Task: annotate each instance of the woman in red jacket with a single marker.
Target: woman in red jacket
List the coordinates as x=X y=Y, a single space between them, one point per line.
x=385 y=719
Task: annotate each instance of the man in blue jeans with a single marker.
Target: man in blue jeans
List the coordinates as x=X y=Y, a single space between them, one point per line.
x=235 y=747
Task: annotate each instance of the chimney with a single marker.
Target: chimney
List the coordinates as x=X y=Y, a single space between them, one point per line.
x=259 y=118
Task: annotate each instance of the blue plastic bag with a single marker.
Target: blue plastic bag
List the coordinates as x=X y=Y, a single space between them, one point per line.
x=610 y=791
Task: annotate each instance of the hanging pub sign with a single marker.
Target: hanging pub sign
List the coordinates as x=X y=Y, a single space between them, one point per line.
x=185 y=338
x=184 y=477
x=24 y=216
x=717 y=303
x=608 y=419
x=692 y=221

++++

» Work required
Rewrite everything from the start of the listing down to the line containing "x=259 y=118", requests included, and offset each x and y coordinate in the answers by adding 125 to it.

» Written response
Task: annotate each instance of the woman in red jacket with a single marker.
Target: woman in red jacket
List the coordinates as x=X y=Y, a single space between them, one point per line.
x=510 y=844
Task: annotate each instance of the man in blue jeans with a single marker.
Target: man in blue jeans
List the coordinates as x=X y=Y, a single space between them, one point per line.
x=360 y=872
Task: annotate each instance of the chimney with a single marker.
Target: chimney
List the coordinates as x=X y=Y, a single space between them, one point per line.
x=384 y=243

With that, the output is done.